* Task description *
Reproduce all of the following material line for line, changing nothing.

[Rows from a dataset]
——————

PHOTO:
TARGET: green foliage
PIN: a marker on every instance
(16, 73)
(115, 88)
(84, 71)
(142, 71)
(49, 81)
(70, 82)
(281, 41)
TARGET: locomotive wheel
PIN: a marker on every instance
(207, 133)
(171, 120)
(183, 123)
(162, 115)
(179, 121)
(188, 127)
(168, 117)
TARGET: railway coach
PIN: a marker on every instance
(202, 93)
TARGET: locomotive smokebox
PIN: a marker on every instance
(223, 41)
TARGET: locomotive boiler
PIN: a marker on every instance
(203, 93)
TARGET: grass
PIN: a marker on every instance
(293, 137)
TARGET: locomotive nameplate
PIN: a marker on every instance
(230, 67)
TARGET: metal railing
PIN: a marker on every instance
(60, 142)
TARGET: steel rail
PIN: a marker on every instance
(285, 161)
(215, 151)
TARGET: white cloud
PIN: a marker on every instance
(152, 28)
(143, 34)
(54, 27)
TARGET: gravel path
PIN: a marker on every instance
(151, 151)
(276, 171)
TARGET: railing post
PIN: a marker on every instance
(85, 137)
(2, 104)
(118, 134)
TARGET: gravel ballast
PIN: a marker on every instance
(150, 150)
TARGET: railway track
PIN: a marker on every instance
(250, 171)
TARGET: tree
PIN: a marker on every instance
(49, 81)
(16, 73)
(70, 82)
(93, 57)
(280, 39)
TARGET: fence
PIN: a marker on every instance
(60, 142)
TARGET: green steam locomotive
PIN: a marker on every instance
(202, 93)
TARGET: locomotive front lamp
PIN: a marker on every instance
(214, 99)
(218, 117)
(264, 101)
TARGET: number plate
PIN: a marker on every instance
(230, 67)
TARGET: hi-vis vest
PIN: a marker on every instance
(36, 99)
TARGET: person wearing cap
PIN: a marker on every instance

——————

* Result below *
PHOTO:
TARGET: green foliage
PIN: a marker on every instance
(16, 73)
(115, 88)
(84, 71)
(142, 71)
(49, 81)
(70, 82)
(281, 41)
TARGET: locomotive wheel
PIN: a marker on every instance
(207, 133)
(171, 120)
(183, 123)
(162, 115)
(179, 121)
(188, 127)
(168, 117)
TARGET: railway coach
PIN: a marker on every instance
(202, 93)
TARGET: locomotive smokebox
PIN: a marker on every instance
(223, 41)
TARGET: locomotive boiler
PIN: a marker on every instance
(203, 93)
TARGET: grass
PIN: a marker on every instance
(293, 137)
TARGET: locomotive nameplate
PIN: a marker on every instance
(230, 67)
TARGET: metal railing
PIN: a marker on every instance
(60, 142)
TARGET: steel rail
PIN: a marker on every instance
(285, 161)
(215, 151)
TARGET: white cloud
PIN: a marker on every instance
(152, 28)
(143, 34)
(54, 27)
TARGET: gravel path
PIN: a marker on every instance
(151, 151)
(276, 171)
TARGET: railing post
PIN: a marker on every instance
(85, 137)
(2, 104)
(118, 134)
TARGET: gravel ballast
PIN: a marker on every instance
(150, 150)
TARGET: railway track
PIN: a marker on every instance
(250, 171)
TARGET: tree
PIN: a marker on every instance
(49, 81)
(16, 73)
(70, 82)
(93, 57)
(280, 39)
TARGET: fence
PIN: a marker on every instance
(60, 142)
TARGET: green steam locomotive
PIN: a marker on every instance
(202, 93)
TARGET: locomotive front lamp
PIN: a marker on every instance
(214, 99)
(218, 117)
(264, 101)
TARGET: number plate
PIN: a marker on every instance
(230, 67)
TARGET: hi-vis vest
PIN: a marker on every instance
(36, 99)
TARGET: person wearing cap
PIN: a marker on every instance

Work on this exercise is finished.